§ Problem: Reproduce the whole article on Sarah Palin's poll numbers word for word.

A new CNN/Opinion Research Corporation has bad news for former Alaska Governor Sarah Palin: 7 percent of those polled now have a less favorable opinion of her since May — and apart from overall erosion in her support, the drop is attributed to her loss of Republican support:
Thirty-nine percent of people questioned in a CNN/Opinion Research Corporation survey released Wednesday have a favorable opinion of the former Alaska governor and last year’s Republican vice presidential nominee. That’s down seven points from a poll conducted in May, and it’s also nine points lower than the 48 percent who now say they now view Palin unfavorably. Forty-three percent viewed Palin negatively in May.
“Most of that change has come among Republicans and conservatives,” says CNN Polling Director Keating Holland. “GOP voters still like Palin — two-thirds continue to have a favorable view of her — but she is not as wildly popular among GOPers as she was in the spring, when eight in ten Republicans had a favorable view of her.”
It’s unclear if the drop in Palin’s rating is due to her resignation as Alaska governor, a year and a half before her first term ends, or if anything else she has done is contributing to the dip in her numbers. The poll was conducted July 31 through August 3, before national coverage of Palin’s stinging criticism of President Barack Obama’s health care reform proposals.
So this will be one to watch: will her mind-boggling statement that Obama’s health care propoals includes actual “death panels” — an inaccurate statement picked up by some members of the talk show political culture and repeated at town halls across the country — help her or hurt her with these numbers? Some conservatives were cheering when she made the comment about the “death panels” so it is possible her numbers could go up — or stay the same.
But it’s unlikely she’s gaining ground among independent voters or Democrats who aren’t fond of their own party’s liberal wing.

§ Extracted material:

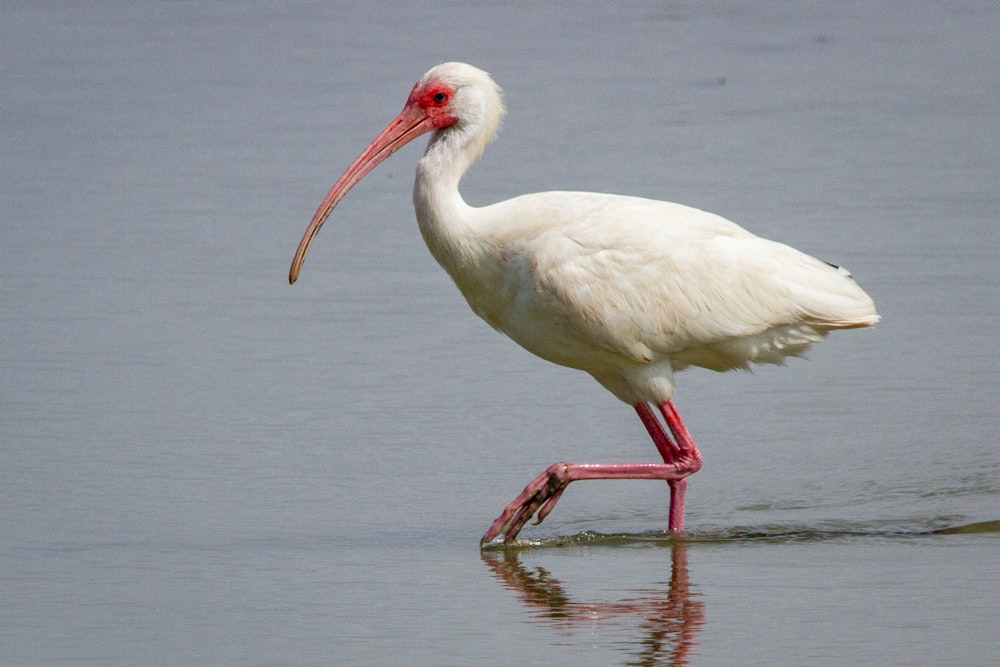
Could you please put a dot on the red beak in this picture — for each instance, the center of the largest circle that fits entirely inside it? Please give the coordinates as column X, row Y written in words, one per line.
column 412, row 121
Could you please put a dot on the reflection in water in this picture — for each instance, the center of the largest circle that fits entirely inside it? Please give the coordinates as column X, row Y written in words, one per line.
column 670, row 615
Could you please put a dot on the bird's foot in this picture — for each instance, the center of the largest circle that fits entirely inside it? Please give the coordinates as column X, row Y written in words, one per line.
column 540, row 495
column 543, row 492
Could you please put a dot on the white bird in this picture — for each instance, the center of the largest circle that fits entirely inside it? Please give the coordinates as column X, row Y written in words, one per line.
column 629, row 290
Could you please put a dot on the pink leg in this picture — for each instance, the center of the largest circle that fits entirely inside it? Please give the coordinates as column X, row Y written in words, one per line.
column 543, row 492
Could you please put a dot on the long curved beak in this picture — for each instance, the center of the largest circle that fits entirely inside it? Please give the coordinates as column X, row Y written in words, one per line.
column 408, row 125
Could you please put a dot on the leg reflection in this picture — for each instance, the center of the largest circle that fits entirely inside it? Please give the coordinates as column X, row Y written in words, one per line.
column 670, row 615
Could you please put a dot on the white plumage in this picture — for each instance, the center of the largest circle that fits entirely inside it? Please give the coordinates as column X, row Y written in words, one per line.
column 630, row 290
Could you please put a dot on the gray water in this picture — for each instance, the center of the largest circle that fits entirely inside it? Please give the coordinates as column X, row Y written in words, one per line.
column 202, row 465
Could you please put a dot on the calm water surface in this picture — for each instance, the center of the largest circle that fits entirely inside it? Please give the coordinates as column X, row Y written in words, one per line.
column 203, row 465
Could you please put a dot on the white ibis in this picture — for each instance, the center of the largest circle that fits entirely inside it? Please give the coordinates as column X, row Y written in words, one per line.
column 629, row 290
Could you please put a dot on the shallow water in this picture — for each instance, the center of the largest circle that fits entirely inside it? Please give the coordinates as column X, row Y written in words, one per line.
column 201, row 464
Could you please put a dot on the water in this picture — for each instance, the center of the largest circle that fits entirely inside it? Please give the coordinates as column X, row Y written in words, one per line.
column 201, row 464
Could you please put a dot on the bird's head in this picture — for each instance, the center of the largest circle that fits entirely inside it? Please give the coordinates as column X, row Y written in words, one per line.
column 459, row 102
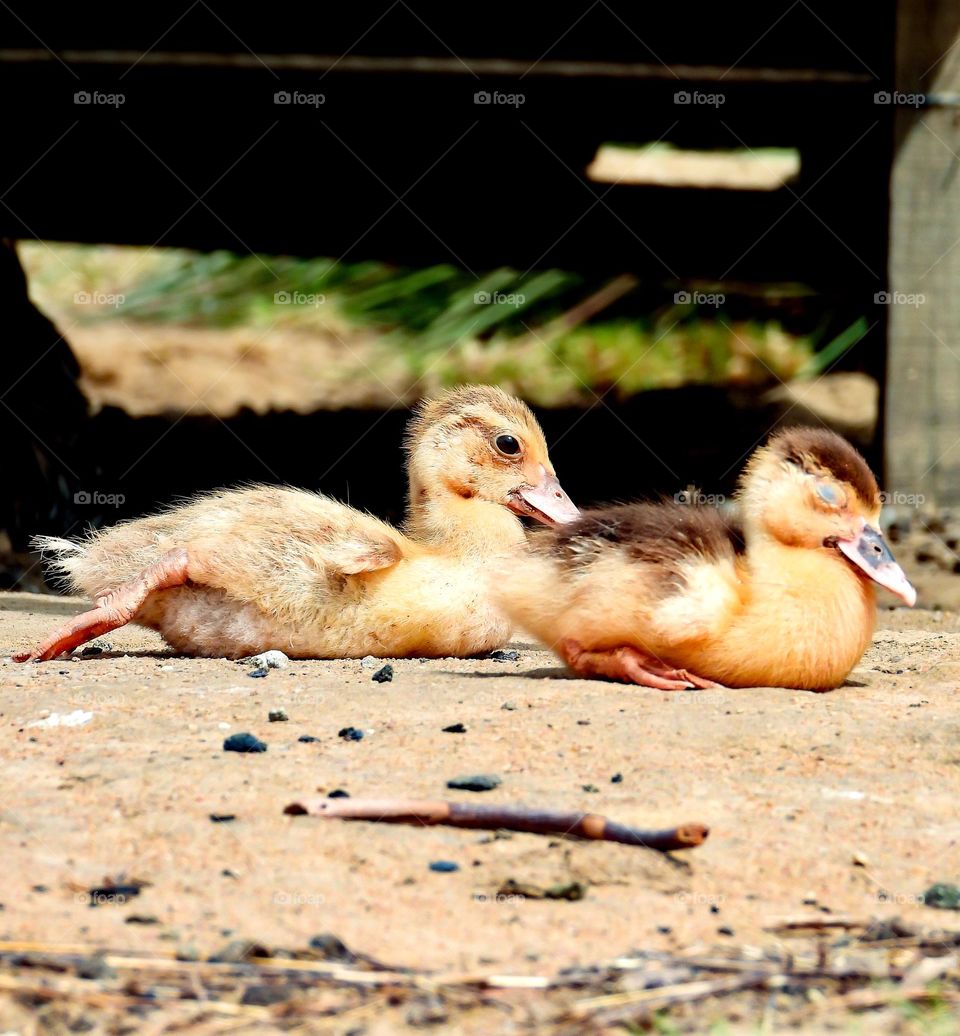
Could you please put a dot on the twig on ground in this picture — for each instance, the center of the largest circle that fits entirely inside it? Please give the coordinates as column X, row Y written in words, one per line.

§ Task output:
A new CNN/Opinion Research Corporation has bad news for former Alaska Governor Sarah Palin: 7 percent of those polled now have a less favorable opinion of her since May — and apart from overall erosion in her support, the drop is attributed to her loss of Republican support:
Thirty-nine percent of people questioned in a CNN/Opinion Research Corporation survey released Wednesday have a favorable opinion of the former Alaska governor and last year’s Republican vice presidential nominee. That’s down seven points from a poll conducted in May, and it’s also nine points lower than the 48 percent who now say they now view Palin unfavorably. Forty-three percent viewed Palin negatively in May.
“Most of that change has come among Republicans and conservatives,” says CNN Polling Director Keating Holland. “GOP voters still like Palin — two-thirds continue to have a favorable view of her — but she is not as wildly popular among GOPers as she was in the spring, when eight in ten Republicans had a favorable view of her.”
It’s unclear if the drop in Palin’s rating is due to her resignation as Alaska governor, a year and a half before her first term ends, or if anything else she has done is contributing to the dip in her numbers. The poll was conducted July 31 through August 3, before national coverage of Palin’s stinging criticism of President Barack Obama’s health care reform proposals.
So this will be one to watch: will her mind-boggling statement that Obama’s health care propoals includes actual “death panels” — an inaccurate statement picked up by some members of the talk show political culture and repeated at town halls across the country — help her or hurt her with these numbers? Some conservatives were cheering when she made the comment about the “death panels” so it is possible her numbers could go up — or stay the same.
But it’s unlikely she’s gaining ground among independent voters or Democrats who aren’t fond of their own party’s liberal wing.